* Obiettivo dell'esercizio *
Per favore, ricopia senza alcuna modifica le righe dei dati qui sotto: parti dalla riga che contiene "In the image provided above, locate white wave" e fermati dopo quella che contiene "[0,0,960,638]", includendo entrambe.

═══ Estratti dei dati

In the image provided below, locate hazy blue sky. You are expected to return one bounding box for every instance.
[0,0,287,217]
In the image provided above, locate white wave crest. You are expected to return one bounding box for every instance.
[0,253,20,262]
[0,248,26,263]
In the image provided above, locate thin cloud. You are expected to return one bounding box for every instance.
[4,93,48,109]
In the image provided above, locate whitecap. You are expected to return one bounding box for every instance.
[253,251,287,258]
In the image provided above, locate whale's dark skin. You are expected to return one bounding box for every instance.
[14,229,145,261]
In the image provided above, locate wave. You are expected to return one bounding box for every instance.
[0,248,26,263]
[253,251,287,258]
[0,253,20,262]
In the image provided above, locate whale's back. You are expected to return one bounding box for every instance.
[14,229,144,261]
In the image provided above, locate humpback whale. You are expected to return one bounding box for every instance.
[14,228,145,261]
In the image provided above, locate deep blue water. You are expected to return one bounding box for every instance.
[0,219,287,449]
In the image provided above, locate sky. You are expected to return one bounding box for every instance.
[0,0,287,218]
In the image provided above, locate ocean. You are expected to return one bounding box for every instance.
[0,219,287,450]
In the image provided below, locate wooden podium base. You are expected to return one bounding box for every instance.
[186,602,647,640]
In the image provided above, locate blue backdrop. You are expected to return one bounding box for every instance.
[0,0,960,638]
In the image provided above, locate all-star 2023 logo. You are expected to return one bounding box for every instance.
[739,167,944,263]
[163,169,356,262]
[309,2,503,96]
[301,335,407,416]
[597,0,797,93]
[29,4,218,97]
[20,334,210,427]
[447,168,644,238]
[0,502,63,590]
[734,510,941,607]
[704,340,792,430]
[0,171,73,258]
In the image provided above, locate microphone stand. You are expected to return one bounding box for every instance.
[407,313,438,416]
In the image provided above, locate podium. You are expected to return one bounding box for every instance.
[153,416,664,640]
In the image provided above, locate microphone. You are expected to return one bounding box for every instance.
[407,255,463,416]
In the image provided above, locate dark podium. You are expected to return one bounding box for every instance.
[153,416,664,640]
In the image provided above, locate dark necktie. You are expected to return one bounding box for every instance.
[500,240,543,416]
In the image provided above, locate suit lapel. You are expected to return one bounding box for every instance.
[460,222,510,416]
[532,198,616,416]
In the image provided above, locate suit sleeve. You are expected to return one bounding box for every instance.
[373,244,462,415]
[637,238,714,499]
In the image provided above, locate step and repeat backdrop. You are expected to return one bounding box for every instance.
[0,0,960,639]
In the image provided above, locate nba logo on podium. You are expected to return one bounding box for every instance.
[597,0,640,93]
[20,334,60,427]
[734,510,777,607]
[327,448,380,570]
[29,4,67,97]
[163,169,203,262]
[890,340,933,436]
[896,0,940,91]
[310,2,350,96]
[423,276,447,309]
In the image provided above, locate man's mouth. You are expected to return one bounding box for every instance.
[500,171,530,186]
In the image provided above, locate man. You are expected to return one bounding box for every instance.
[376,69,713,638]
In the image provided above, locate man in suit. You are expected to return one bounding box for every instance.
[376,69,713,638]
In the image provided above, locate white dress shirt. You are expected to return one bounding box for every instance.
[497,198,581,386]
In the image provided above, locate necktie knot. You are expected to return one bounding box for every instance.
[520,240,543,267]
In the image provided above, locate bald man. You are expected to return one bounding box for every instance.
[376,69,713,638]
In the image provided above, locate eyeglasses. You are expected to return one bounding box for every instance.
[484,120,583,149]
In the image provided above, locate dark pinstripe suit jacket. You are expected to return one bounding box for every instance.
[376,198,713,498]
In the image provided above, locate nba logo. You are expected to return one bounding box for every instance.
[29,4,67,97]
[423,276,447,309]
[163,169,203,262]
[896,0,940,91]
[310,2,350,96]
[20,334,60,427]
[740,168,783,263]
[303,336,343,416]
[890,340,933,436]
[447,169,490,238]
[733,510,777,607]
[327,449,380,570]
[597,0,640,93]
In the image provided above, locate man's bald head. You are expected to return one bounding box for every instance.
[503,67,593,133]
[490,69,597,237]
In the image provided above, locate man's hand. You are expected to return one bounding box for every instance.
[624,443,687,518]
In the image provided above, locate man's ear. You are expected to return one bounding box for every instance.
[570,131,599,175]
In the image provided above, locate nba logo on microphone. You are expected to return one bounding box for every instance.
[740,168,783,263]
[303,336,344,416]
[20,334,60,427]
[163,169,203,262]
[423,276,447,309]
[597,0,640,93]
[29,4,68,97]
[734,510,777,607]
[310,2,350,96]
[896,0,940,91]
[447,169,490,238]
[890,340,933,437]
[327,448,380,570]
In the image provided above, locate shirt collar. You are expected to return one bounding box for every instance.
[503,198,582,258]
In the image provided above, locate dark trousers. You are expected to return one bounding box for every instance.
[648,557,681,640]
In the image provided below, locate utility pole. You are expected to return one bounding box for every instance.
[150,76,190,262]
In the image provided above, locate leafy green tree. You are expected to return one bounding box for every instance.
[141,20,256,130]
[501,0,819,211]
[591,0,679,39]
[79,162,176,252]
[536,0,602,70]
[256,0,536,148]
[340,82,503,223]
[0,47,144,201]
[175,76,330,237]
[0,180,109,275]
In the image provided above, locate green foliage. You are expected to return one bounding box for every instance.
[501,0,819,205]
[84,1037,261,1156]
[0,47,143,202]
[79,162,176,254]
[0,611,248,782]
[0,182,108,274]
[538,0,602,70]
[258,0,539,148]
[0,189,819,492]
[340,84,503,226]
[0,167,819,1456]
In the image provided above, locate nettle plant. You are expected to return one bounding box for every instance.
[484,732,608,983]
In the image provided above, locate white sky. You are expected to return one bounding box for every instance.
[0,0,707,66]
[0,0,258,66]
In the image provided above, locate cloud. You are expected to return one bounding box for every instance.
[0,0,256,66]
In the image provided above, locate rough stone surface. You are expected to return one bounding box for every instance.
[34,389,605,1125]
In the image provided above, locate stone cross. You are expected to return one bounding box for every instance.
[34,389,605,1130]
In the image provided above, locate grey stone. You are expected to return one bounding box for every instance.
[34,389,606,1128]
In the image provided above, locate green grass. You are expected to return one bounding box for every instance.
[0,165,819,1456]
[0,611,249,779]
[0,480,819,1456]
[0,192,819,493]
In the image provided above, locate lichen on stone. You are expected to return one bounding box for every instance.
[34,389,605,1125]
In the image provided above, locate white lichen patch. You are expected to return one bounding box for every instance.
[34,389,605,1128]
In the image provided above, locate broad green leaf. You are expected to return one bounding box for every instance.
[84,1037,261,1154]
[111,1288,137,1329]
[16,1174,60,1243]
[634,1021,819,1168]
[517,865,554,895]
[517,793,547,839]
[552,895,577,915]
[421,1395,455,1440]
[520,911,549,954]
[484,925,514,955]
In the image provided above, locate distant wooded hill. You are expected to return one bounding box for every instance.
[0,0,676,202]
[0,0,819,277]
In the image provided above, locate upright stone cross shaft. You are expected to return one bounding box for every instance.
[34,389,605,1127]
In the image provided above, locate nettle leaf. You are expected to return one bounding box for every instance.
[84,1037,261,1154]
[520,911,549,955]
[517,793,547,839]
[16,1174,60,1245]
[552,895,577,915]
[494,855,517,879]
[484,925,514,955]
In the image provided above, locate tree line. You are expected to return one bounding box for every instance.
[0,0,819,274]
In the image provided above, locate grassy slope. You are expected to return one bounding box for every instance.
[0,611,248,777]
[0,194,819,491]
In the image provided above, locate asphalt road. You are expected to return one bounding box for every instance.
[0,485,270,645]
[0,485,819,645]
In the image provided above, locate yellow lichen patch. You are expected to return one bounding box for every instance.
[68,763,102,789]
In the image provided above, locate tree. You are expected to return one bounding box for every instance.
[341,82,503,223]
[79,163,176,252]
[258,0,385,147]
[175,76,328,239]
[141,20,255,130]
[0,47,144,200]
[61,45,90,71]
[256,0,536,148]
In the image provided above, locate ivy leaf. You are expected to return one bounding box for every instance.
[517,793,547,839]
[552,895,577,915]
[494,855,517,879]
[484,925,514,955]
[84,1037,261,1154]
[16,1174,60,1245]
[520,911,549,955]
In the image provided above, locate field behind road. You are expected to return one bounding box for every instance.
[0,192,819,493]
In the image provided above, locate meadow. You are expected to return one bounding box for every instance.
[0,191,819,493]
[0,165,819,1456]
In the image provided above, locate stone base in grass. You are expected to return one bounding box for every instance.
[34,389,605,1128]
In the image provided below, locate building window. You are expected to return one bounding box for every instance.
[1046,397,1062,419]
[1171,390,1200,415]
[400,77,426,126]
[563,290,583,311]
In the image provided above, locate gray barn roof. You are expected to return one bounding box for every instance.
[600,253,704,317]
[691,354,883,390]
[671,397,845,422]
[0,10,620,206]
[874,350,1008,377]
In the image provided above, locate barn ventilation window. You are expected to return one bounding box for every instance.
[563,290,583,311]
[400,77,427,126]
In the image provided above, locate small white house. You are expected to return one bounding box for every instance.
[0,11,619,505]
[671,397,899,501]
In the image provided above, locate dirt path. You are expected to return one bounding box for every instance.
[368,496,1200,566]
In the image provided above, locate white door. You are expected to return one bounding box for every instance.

══════

* Risposta completa *
In the image provided above, locate white wave crest. You are expected to return one bounding box for every instance.
[0,253,20,262]
[0,248,26,263]
In the image provided above, locate thin cloud. You are expected to return one bounding box for every instance.
[4,93,48,109]
In the image provided above, locate whitecap. You are expected to return one bounding box for every instance.
[253,251,287,258]
In the image provided above, locate whale's dark skin. You are expected to return one bounding box for every instance.
[14,229,145,261]
In the image provided above, locate wave. You are expected to return one bounding box for every instance.
[0,248,26,263]
[253,251,287,258]
[0,253,20,262]
In the image provided above, locate whale's back. You are expected to return one bounding box for every instance.
[14,229,144,261]
In the image provided above, locate humpback whale. You are expected to return one bounding box for every instance.
[14,228,145,261]
In the image provided above, locate deep blue water. You are expected to return one bounding box for every instance.
[0,219,287,449]
In the image provided above, locate sky. You are expected to return one bounding box for every instance.
[0,0,287,218]
In the image provided above, locate ocean. You are expected to return one bounding box for every instance.
[0,219,287,450]
In the image provided below, locate wooden podium base. You are expected to return one bounding box for every instance.
[186,602,647,640]
In the image provided above, locate blue backdrop. You are expected to return one bounding box for every instance.
[0,0,960,638]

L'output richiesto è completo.